> Exercise goal: In your answer, repeat each line of the data exactly.

> Data extracted from a collection:
————————

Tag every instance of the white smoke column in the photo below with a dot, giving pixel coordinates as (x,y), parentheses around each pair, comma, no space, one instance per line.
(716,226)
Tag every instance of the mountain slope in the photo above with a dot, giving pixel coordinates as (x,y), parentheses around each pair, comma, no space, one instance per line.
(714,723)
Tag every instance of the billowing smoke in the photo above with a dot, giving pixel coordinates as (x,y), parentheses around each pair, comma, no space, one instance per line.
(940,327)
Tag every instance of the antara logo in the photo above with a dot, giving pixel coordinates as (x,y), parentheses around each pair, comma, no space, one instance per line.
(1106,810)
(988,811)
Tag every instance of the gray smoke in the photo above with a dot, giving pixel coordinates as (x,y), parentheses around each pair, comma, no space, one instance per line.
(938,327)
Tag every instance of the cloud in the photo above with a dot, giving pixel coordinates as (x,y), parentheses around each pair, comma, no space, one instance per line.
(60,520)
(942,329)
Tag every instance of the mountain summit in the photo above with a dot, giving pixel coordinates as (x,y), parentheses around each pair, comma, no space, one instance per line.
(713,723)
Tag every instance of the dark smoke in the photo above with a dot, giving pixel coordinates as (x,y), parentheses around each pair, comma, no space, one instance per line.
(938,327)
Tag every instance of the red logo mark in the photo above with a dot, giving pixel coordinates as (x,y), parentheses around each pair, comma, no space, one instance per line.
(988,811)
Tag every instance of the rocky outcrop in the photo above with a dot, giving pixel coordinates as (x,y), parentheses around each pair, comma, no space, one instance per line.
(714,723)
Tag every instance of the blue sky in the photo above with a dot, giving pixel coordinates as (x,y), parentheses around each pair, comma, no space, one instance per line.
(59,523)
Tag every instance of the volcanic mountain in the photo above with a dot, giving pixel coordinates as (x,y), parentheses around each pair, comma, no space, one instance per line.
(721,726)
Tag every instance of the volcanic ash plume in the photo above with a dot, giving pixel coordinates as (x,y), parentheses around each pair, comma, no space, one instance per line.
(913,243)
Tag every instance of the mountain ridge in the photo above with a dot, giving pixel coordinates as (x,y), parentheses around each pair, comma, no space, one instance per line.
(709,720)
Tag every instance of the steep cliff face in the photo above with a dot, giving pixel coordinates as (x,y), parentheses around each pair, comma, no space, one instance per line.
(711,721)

————————

> Answer to this exercise:
Tag every instance of the white smoke column in the photo below with a dot, giving pixel coordinates as (x,y), parentheses around each pair, comma, no space, one instance per line.
(716,226)
Tag every instance of the mountain slope in the photo above with a dot, giving pixel coordinates as (x,y), parentheses around each pair, comma, no space, one instance per line.
(714,723)
Tag every instance of the billowing smoke in the photo above with a dot, giving pixel coordinates as (x,y), parentheses around each pair, comma, no space, one instance per line.
(940,327)
Tag every instance of the antara logo in the photo above with a dot, giving pixel coordinates as (x,y), parentheses around each pair, comma, no space, one instance per line.
(1106,810)
(988,811)
Tag every instance of the gray smoke in the photo above with a dot, giving pixel coordinates as (x,y), parentheses around each pair, comma, no space, one instance per line.
(938,327)
Tag every instance of the cloud in the photo above with a dot, giving pixel coordinates as (x,y), parentheses around each pair, comma, no space, one instance per line.
(60,520)
(942,329)
Tag every instance of the mountain summit in the photo above with a dot, giving pixel coordinates as (x,y), parentheses around each pair, comma, no space, one instance per line.
(713,723)
Tag every instance of the dark smoke in the photo above with a dot, giving pixel coordinates as (x,y), parentheses around each pair, comma, no space, one instance per line.
(938,327)
Tag every instance of the red logo mark in the photo above with a dot, giving pixel coordinates as (x,y), parentheses around each pair, comma, no space, one instance per line.
(988,811)
Tag every instance of the rocky outcrop in the photo above with a dot, giving pixel coordinates as (x,y), parentheses around each pair, comma, no space, one instance per line.
(714,723)
Tag every instance of the blue sky in the photo above with a dot, giving pixel coordinates as (x,y), parentheses around each pair, comma, no space, one instance per line.
(59,523)
Tag every instance of the volcanic mountain in the photo above with a dot, giving pixel coordinates as (x,y), parentheses around each pair, comma, no space, one instance per line.
(721,726)
Tag every instance of the volcanic ash plume in the photo above with a dot, giving pixel coordinates as (x,y), parentheses around each pair, comma, no space, one instance per line.
(913,243)
Tag every instance of the mountain ridge in the photo above with a dot, giving pixel coordinates as (x,y), parentheses around each pair, comma, no space, one instance per line.
(709,720)
Tag every instance of the steep cliff face in the photo above with a dot, giving pixel coordinates as (x,y), parentheses around each pair, comma, no space, one instance per line.
(711,721)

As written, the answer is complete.